** Start of Input for this task **

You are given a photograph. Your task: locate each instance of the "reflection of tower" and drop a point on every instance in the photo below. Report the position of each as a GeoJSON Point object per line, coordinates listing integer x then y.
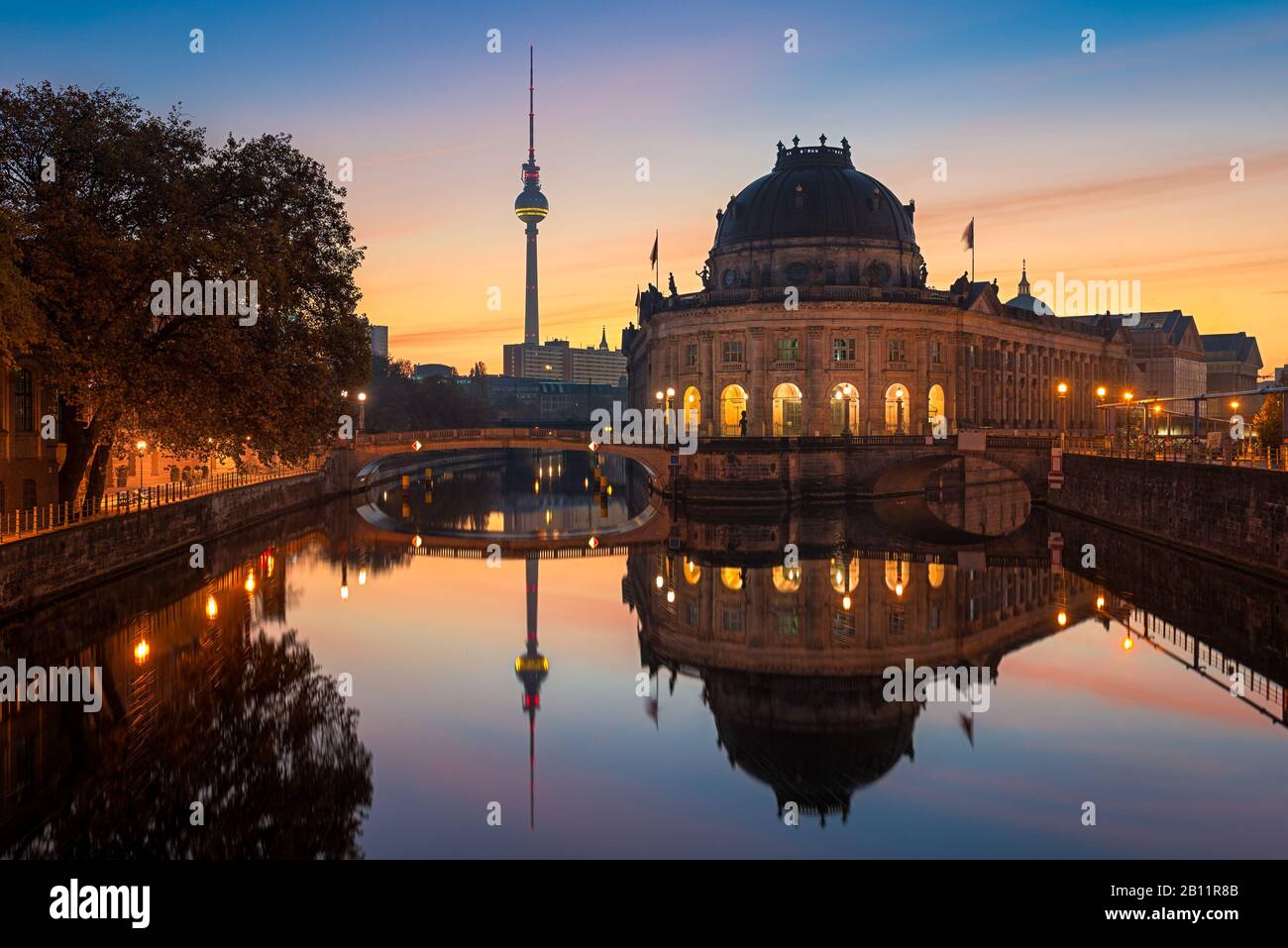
{"type": "Point", "coordinates": [532, 668]}
{"type": "Point", "coordinates": [531, 207]}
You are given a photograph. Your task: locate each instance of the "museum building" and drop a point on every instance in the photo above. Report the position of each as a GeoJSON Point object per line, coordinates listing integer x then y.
{"type": "Point", "coordinates": [814, 318]}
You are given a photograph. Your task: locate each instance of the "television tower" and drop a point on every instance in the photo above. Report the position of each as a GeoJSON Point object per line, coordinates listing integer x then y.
{"type": "Point", "coordinates": [531, 207]}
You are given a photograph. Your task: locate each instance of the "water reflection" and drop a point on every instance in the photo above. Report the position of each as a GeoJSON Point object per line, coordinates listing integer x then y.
{"type": "Point", "coordinates": [1107, 681]}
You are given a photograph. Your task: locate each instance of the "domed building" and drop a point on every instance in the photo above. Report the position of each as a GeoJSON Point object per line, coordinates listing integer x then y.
{"type": "Point", "coordinates": [814, 318]}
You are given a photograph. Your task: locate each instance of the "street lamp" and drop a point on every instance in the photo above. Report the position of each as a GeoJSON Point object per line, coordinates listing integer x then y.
{"type": "Point", "coordinates": [1063, 391]}
{"type": "Point", "coordinates": [141, 446]}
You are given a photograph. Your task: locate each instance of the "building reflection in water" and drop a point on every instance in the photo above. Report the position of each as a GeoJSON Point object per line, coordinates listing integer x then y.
{"type": "Point", "coordinates": [200, 703]}
{"type": "Point", "coordinates": [791, 657]}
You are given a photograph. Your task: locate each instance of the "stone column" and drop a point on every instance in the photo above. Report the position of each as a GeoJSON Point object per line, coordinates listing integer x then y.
{"type": "Point", "coordinates": [814, 415]}
{"type": "Point", "coordinates": [759, 401]}
{"type": "Point", "coordinates": [707, 382]}
{"type": "Point", "coordinates": [874, 401]}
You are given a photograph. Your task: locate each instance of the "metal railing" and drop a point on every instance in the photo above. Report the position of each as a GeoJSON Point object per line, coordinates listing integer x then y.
{"type": "Point", "coordinates": [1181, 450]}
{"type": "Point", "coordinates": [21, 523]}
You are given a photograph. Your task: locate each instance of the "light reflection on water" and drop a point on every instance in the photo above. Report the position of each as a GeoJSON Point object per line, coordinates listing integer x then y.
{"type": "Point", "coordinates": [660, 702]}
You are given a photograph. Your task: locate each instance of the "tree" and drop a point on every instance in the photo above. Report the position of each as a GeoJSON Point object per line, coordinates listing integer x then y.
{"type": "Point", "coordinates": [111, 202]}
{"type": "Point", "coordinates": [1267, 423]}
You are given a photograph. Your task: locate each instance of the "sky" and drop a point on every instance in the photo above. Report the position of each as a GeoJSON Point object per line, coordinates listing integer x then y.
{"type": "Point", "coordinates": [1100, 165]}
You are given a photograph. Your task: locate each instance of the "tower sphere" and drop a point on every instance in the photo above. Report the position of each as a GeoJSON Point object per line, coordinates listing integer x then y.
{"type": "Point", "coordinates": [531, 206]}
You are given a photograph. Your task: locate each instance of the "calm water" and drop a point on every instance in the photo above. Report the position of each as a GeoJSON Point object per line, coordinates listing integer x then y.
{"type": "Point", "coordinates": [665, 697]}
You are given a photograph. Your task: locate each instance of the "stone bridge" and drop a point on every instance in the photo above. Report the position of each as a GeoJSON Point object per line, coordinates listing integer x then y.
{"type": "Point", "coordinates": [741, 471]}
{"type": "Point", "coordinates": [377, 456]}
{"type": "Point", "coordinates": [781, 471]}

** End of Input for this task **

What the task requires >> Count the lines in the listing above that contain the string "stone". Give only the number.

Solution to this exercise >> 2